(Extrait du document)
Septembre 44 : Le général Pechkoff est nommé délégué du Comité français de libération nationale en Chine à Chungking. Diplomate, il représente alors la tendance gaulliste car, à cette époque, une autre délégation giraudiste est également présente dans la capitale chinoise. Ses attributions seront fixées par une instruction le 12 novembre (Bodinier, 1987, p. 19).

En France, les Indochinois émigrés constituent une « délégation des Indochinois en France » constituée pour la plupart d’intellectuels (voir 15 – 17 décembre) (Isoart, 1982, p. 50).

Une série de données:
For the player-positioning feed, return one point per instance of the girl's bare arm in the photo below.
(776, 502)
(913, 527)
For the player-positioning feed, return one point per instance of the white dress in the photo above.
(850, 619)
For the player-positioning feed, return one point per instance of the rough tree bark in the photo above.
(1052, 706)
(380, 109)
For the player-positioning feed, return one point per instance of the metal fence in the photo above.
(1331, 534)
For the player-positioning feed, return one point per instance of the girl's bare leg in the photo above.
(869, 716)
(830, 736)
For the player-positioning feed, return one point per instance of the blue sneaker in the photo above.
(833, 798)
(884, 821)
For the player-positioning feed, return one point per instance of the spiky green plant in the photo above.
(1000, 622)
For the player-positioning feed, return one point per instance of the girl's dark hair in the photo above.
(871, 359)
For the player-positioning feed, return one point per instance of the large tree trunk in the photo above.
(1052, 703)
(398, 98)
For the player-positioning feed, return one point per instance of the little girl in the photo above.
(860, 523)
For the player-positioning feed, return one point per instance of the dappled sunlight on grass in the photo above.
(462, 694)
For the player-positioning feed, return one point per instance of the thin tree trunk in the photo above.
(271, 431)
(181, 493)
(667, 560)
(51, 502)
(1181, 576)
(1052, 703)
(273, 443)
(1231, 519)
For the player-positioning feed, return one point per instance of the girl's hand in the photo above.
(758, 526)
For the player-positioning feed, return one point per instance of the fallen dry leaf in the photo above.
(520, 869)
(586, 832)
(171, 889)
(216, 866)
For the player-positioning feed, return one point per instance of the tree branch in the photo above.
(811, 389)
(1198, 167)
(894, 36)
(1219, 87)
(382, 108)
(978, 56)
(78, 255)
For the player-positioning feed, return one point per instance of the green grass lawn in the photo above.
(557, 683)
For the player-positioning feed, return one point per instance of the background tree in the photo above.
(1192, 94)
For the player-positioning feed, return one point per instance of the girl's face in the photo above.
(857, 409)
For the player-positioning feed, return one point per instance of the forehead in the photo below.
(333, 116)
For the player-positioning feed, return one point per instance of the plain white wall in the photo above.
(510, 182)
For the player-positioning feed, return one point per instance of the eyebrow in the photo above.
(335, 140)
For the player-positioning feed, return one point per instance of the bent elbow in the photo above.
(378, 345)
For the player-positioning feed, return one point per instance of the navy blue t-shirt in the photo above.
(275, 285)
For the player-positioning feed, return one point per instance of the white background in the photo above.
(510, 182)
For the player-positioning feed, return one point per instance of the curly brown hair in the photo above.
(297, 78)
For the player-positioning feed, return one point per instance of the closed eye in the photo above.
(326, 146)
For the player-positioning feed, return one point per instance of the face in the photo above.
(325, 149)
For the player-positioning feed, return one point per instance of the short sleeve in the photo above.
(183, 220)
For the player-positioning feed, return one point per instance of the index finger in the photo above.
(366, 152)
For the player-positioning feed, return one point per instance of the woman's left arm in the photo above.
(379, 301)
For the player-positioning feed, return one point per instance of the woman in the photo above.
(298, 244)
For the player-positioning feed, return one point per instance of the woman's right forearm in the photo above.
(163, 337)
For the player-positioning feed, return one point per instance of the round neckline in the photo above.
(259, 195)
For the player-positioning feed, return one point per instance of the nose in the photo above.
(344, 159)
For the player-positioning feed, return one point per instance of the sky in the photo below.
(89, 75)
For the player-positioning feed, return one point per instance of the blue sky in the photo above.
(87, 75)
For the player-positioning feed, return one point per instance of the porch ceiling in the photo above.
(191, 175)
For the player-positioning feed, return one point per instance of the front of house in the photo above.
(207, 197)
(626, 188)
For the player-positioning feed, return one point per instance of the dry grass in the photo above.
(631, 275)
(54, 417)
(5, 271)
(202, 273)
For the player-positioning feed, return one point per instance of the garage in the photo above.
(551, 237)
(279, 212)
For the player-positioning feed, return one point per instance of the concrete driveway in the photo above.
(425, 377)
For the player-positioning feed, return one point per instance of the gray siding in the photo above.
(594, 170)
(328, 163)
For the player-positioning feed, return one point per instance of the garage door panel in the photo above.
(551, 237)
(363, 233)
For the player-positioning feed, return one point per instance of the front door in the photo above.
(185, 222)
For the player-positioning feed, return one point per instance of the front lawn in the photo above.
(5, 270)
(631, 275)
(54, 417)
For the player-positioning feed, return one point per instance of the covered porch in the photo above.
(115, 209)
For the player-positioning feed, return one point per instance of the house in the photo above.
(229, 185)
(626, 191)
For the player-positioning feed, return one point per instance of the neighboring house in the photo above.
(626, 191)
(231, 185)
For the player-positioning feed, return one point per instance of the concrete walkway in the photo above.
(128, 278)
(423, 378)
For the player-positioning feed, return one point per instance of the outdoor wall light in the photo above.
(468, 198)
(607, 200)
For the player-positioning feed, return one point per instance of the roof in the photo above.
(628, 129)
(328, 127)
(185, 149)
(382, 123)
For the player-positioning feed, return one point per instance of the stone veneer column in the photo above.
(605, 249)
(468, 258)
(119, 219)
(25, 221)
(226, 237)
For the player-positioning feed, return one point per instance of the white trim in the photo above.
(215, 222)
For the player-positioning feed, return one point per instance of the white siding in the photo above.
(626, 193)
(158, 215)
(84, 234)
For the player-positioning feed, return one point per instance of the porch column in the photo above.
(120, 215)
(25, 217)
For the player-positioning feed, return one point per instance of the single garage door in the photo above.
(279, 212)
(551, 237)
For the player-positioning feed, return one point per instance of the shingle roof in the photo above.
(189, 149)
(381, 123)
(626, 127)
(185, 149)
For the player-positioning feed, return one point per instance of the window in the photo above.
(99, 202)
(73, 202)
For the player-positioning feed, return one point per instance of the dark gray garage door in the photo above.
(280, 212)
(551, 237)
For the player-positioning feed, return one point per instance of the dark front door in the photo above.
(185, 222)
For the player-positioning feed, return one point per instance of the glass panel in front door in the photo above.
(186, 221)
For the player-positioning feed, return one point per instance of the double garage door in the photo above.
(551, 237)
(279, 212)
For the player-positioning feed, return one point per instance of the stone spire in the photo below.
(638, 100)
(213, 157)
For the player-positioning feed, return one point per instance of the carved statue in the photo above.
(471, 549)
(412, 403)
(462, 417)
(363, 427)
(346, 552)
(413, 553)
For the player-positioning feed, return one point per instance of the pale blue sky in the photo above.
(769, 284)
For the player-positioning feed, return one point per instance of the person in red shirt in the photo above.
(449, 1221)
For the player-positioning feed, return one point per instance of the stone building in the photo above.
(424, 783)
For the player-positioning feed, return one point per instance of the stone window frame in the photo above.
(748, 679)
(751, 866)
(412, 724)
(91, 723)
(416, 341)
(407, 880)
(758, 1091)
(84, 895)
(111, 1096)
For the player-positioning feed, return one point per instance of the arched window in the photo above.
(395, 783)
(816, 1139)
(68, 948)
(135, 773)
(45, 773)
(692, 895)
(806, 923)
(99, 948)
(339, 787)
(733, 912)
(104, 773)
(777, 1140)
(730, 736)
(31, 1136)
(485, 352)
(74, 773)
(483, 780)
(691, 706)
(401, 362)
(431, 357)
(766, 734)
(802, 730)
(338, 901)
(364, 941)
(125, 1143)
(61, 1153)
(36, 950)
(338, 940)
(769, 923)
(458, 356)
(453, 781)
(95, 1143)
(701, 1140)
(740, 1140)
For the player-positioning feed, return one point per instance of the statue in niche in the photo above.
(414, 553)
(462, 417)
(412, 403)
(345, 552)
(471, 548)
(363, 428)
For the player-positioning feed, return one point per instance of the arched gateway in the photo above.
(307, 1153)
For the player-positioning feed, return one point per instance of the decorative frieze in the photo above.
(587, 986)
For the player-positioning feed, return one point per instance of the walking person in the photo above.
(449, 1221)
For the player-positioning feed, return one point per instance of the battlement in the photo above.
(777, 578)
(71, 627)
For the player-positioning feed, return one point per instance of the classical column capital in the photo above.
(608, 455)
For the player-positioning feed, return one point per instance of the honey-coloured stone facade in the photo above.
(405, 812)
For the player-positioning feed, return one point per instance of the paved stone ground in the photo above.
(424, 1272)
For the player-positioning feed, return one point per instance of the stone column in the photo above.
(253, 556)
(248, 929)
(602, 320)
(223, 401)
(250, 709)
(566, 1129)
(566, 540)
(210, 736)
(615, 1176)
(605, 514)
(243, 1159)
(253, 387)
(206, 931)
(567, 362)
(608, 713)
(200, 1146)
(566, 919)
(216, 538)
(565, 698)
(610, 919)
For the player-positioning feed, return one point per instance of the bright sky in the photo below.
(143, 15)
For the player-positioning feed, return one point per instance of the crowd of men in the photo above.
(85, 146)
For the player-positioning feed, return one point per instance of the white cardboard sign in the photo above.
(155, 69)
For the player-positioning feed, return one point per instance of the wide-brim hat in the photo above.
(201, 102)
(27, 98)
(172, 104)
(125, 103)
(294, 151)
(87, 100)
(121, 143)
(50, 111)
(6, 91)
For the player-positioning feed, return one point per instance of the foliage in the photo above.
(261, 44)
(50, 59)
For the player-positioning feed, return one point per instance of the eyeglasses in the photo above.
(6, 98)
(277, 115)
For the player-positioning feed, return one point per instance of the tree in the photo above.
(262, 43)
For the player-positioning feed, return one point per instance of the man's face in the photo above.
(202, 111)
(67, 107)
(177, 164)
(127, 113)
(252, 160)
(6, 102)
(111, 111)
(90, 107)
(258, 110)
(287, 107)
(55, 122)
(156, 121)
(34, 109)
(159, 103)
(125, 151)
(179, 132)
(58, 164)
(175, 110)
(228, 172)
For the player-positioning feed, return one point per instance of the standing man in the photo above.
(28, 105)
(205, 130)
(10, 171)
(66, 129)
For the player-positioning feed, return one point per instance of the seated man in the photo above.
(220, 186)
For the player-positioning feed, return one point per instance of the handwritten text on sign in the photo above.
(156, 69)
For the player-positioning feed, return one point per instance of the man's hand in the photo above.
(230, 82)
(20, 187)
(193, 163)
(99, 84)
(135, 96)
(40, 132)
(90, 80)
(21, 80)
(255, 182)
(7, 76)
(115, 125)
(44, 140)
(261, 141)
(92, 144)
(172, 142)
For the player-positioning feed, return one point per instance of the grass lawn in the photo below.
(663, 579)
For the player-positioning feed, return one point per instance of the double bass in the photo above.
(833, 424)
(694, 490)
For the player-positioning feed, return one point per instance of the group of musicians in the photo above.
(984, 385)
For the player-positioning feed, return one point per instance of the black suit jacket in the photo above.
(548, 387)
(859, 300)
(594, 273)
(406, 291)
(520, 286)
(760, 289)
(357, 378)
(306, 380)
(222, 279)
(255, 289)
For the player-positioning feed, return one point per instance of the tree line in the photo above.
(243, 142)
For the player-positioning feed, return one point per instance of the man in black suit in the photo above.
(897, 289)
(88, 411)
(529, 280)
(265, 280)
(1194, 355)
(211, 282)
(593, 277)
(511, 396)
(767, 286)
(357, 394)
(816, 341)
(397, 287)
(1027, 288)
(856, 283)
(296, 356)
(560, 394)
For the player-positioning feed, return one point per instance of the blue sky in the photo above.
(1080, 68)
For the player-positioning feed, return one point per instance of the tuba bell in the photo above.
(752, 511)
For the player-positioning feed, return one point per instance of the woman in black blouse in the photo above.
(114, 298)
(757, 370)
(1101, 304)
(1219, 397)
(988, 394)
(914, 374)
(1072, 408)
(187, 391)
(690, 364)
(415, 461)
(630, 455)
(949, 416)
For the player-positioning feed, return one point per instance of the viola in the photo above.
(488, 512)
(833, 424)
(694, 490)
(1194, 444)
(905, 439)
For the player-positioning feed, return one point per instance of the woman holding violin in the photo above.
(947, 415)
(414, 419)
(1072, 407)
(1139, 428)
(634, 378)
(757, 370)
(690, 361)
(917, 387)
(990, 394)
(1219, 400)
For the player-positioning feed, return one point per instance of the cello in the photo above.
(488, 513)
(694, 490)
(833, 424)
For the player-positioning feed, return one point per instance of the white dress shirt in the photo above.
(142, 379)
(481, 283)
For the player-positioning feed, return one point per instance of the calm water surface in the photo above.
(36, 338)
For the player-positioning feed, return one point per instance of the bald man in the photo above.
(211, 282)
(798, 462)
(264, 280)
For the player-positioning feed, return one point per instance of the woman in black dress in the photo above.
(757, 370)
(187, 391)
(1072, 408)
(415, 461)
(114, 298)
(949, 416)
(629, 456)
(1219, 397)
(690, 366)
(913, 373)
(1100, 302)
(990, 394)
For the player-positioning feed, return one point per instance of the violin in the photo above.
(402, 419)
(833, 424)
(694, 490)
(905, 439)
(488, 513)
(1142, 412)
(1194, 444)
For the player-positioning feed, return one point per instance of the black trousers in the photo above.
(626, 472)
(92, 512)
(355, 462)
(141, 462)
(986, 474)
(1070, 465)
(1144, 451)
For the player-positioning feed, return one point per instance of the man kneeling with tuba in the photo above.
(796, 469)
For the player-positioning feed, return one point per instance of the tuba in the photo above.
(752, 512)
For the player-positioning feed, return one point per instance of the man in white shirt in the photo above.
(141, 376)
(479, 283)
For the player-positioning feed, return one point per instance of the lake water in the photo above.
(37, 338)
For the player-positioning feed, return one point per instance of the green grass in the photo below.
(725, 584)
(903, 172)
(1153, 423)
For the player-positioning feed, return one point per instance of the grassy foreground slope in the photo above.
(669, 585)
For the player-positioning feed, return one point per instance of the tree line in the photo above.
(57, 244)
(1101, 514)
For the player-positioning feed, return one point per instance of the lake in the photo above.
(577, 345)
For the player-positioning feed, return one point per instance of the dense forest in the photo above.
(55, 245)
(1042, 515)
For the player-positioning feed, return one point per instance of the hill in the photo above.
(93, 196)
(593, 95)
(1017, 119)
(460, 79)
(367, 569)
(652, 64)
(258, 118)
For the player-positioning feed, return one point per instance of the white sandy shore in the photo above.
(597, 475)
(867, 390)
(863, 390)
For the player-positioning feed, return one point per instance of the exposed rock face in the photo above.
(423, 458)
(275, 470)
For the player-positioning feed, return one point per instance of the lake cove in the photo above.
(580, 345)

(À faire) Pouvez-vous poursuivre l'extrait sur les délégations françaises de 1944 à la suite de sa dernière phrase ?

(Réponse)
4 septembre 44 : Le général Mordant, chef de la résistance en Indochine, devient officiellement délégué général pour la libération de l’Indochine. Toutefois, atteint par la limite d’âge depuis le 23 juillet, c’est le général Aymé qui mettra en œuvre ses préconisations. Le plan prévoit de porter l’effort principal sur la Tonkin dans un engagement militaire classique. Le recours à la guérilla n’est envisagé qu’en dernier recours. Or le général Blaizot, délégué militaire du Comité d’action pour l’Indochine, ne partage pas cette conception et le fera savoir (voir 22 novembre) (Turpin, 2005, p. 52)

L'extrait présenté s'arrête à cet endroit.